§ **WHAT THE TASK ASKS**: Please report how many lines of the listing below contain the string "tree", matching case exactly. Reply with the number only.

#### MATERIAL PROVIDED ####

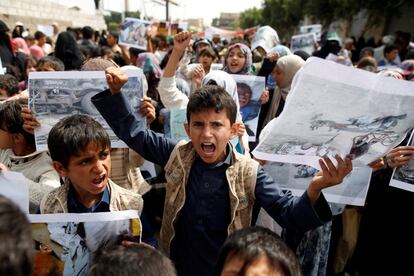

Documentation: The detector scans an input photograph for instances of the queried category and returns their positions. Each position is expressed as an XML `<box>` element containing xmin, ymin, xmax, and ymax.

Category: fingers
<box><xmin>105</xmin><ymin>67</ymin><xmax>128</xmax><ymax>94</ymax></box>
<box><xmin>319</xmin><ymin>155</ymin><xmax>352</xmax><ymax>188</ymax></box>
<box><xmin>260</xmin><ymin>88</ymin><xmax>269</xmax><ymax>104</ymax></box>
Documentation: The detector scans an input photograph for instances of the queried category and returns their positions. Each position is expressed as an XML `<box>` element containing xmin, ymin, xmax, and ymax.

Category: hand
<box><xmin>191</xmin><ymin>64</ymin><xmax>206</xmax><ymax>89</ymax></box>
<box><xmin>139</xmin><ymin>97</ymin><xmax>156</xmax><ymax>124</ymax></box>
<box><xmin>384</xmin><ymin>147</ymin><xmax>414</xmax><ymax>169</ymax></box>
<box><xmin>105</xmin><ymin>67</ymin><xmax>128</xmax><ymax>95</ymax></box>
<box><xmin>236</xmin><ymin>122</ymin><xmax>246</xmax><ymax>137</ymax></box>
<box><xmin>266</xmin><ymin>52</ymin><xmax>280</xmax><ymax>62</ymax></box>
<box><xmin>260</xmin><ymin>87</ymin><xmax>269</xmax><ymax>104</ymax></box>
<box><xmin>20</xmin><ymin>107</ymin><xmax>40</xmax><ymax>134</ymax></box>
<box><xmin>307</xmin><ymin>155</ymin><xmax>352</xmax><ymax>205</ymax></box>
<box><xmin>174</xmin><ymin>32</ymin><xmax>191</xmax><ymax>52</ymax></box>
<box><xmin>253</xmin><ymin>156</ymin><xmax>267</xmax><ymax>166</ymax></box>
<box><xmin>0</xmin><ymin>163</ymin><xmax>9</xmax><ymax>173</ymax></box>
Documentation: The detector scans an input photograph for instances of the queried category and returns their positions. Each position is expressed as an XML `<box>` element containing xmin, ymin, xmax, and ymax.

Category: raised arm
<box><xmin>158</xmin><ymin>32</ymin><xmax>191</xmax><ymax>109</ymax></box>
<box><xmin>92</xmin><ymin>67</ymin><xmax>175</xmax><ymax>166</ymax></box>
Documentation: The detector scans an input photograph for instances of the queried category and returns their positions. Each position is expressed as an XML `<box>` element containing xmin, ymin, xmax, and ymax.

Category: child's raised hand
<box><xmin>191</xmin><ymin>64</ymin><xmax>206</xmax><ymax>89</ymax></box>
<box><xmin>105</xmin><ymin>67</ymin><xmax>128</xmax><ymax>95</ymax></box>
<box><xmin>307</xmin><ymin>155</ymin><xmax>352</xmax><ymax>204</ymax></box>
<box><xmin>260</xmin><ymin>87</ymin><xmax>269</xmax><ymax>104</ymax></box>
<box><xmin>174</xmin><ymin>32</ymin><xmax>191</xmax><ymax>52</ymax></box>
<box><xmin>139</xmin><ymin>97</ymin><xmax>156</xmax><ymax>124</ymax></box>
<box><xmin>0</xmin><ymin>163</ymin><xmax>9</xmax><ymax>173</ymax></box>
<box><xmin>20</xmin><ymin>107</ymin><xmax>40</xmax><ymax>134</ymax></box>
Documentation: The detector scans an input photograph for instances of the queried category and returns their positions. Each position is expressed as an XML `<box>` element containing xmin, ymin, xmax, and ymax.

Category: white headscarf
<box><xmin>201</xmin><ymin>70</ymin><xmax>242</xmax><ymax>122</ymax></box>
<box><xmin>263</xmin><ymin>55</ymin><xmax>305</xmax><ymax>125</ymax></box>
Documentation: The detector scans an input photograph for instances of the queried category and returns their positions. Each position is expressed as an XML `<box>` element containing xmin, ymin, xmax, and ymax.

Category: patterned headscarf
<box><xmin>13</xmin><ymin>37</ymin><xmax>30</xmax><ymax>56</ymax></box>
<box><xmin>267</xmin><ymin>45</ymin><xmax>292</xmax><ymax>57</ymax></box>
<box><xmin>223</xmin><ymin>43</ymin><xmax>252</xmax><ymax>75</ymax></box>
<box><xmin>137</xmin><ymin>52</ymin><xmax>162</xmax><ymax>79</ymax></box>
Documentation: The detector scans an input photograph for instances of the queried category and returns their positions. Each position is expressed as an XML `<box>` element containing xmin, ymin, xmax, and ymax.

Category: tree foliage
<box><xmin>239</xmin><ymin>7</ymin><xmax>262</xmax><ymax>29</ymax></box>
<box><xmin>240</xmin><ymin>0</ymin><xmax>414</xmax><ymax>40</ymax></box>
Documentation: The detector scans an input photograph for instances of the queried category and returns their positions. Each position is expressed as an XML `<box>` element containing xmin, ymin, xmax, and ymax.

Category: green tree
<box><xmin>262</xmin><ymin>0</ymin><xmax>306</xmax><ymax>40</ymax></box>
<box><xmin>239</xmin><ymin>7</ymin><xmax>263</xmax><ymax>29</ymax></box>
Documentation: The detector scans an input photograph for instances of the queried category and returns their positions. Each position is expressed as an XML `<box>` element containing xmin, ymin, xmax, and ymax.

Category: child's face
<box><xmin>0</xmin><ymin>88</ymin><xmax>9</xmax><ymax>101</ymax></box>
<box><xmin>237</xmin><ymin>88</ymin><xmax>252</xmax><ymax>108</ymax></box>
<box><xmin>272</xmin><ymin>65</ymin><xmax>285</xmax><ymax>84</ymax></box>
<box><xmin>185</xmin><ymin>109</ymin><xmax>236</xmax><ymax>164</ymax></box>
<box><xmin>198</xmin><ymin>55</ymin><xmax>213</xmax><ymax>67</ymax></box>
<box><xmin>53</xmin><ymin>143</ymin><xmax>111</xmax><ymax>201</ymax></box>
<box><xmin>0</xmin><ymin>129</ymin><xmax>13</xmax><ymax>149</ymax></box>
<box><xmin>36</xmin><ymin>63</ymin><xmax>55</xmax><ymax>72</ymax></box>
<box><xmin>26</xmin><ymin>61</ymin><xmax>36</xmax><ymax>77</ymax></box>
<box><xmin>220</xmin><ymin>255</ymin><xmax>284</xmax><ymax>276</ymax></box>
<box><xmin>226</xmin><ymin>47</ymin><xmax>246</xmax><ymax>73</ymax></box>
<box><xmin>385</xmin><ymin>49</ymin><xmax>398</xmax><ymax>62</ymax></box>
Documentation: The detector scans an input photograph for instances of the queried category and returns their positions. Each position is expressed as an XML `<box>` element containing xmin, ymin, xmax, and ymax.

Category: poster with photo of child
<box><xmin>29</xmin><ymin>210</ymin><xmax>142</xmax><ymax>275</ymax></box>
<box><xmin>119</xmin><ymin>17</ymin><xmax>150</xmax><ymax>50</ymax></box>
<box><xmin>232</xmin><ymin>75</ymin><xmax>265</xmax><ymax>142</ymax></box>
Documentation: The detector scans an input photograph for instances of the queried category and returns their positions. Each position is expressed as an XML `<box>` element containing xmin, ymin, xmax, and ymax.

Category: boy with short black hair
<box><xmin>0</xmin><ymin>74</ymin><xmax>19</xmax><ymax>101</ymax></box>
<box><xmin>378</xmin><ymin>44</ymin><xmax>398</xmax><ymax>66</ymax></box>
<box><xmin>0</xmin><ymin>195</ymin><xmax>34</xmax><ymax>275</ymax></box>
<box><xmin>215</xmin><ymin>226</ymin><xmax>302</xmax><ymax>276</ymax></box>
<box><xmin>88</xmin><ymin>245</ymin><xmax>177</xmax><ymax>276</ymax></box>
<box><xmin>92</xmin><ymin>68</ymin><xmax>352</xmax><ymax>275</ymax></box>
<box><xmin>40</xmin><ymin>115</ymin><xmax>158</xmax><ymax>247</ymax></box>
<box><xmin>40</xmin><ymin>115</ymin><xmax>143</xmax><ymax>214</ymax></box>
<box><xmin>36</xmin><ymin>56</ymin><xmax>65</xmax><ymax>72</ymax></box>
<box><xmin>0</xmin><ymin>101</ymin><xmax>60</xmax><ymax>213</ymax></box>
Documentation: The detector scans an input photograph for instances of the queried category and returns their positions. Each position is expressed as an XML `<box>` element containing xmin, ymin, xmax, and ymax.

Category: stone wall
<box><xmin>0</xmin><ymin>0</ymin><xmax>106</xmax><ymax>34</ymax></box>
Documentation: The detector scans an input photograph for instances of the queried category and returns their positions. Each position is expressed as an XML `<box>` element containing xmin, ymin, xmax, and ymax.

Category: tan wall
<box><xmin>0</xmin><ymin>0</ymin><xmax>106</xmax><ymax>34</ymax></box>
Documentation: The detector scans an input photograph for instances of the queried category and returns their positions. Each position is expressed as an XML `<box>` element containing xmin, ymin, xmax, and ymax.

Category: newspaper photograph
<box><xmin>232</xmin><ymin>75</ymin><xmax>265</xmax><ymax>142</ymax></box>
<box><xmin>29</xmin><ymin>210</ymin><xmax>142</xmax><ymax>276</ymax></box>
<box><xmin>170</xmin><ymin>109</ymin><xmax>189</xmax><ymax>141</ymax></box>
<box><xmin>390</xmin><ymin>131</ymin><xmax>414</xmax><ymax>192</ymax></box>
<box><xmin>290</xmin><ymin>33</ymin><xmax>317</xmax><ymax>55</ymax></box>
<box><xmin>253</xmin><ymin>57</ymin><xmax>414</xmax><ymax>169</ymax></box>
<box><xmin>119</xmin><ymin>17</ymin><xmax>151</xmax><ymax>51</ymax></box>
<box><xmin>28</xmin><ymin>69</ymin><xmax>146</xmax><ymax>151</ymax></box>
<box><xmin>263</xmin><ymin>162</ymin><xmax>372</xmax><ymax>206</ymax></box>
<box><xmin>299</xmin><ymin>24</ymin><xmax>322</xmax><ymax>41</ymax></box>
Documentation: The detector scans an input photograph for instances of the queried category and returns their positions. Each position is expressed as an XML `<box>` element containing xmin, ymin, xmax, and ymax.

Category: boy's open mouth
<box><xmin>201</xmin><ymin>143</ymin><xmax>216</xmax><ymax>153</ymax></box>
<box><xmin>92</xmin><ymin>174</ymin><xmax>106</xmax><ymax>185</ymax></box>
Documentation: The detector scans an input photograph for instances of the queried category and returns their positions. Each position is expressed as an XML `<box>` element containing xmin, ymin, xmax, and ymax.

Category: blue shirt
<box><xmin>92</xmin><ymin>90</ymin><xmax>332</xmax><ymax>276</ymax></box>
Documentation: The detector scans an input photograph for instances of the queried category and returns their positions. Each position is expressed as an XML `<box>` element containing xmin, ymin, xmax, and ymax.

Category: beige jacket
<box><xmin>0</xmin><ymin>149</ymin><xmax>60</xmax><ymax>214</ymax></box>
<box><xmin>40</xmin><ymin>179</ymin><xmax>143</xmax><ymax>214</ymax></box>
<box><xmin>160</xmin><ymin>142</ymin><xmax>258</xmax><ymax>254</ymax></box>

####

§ **FINAL RESULT**: 2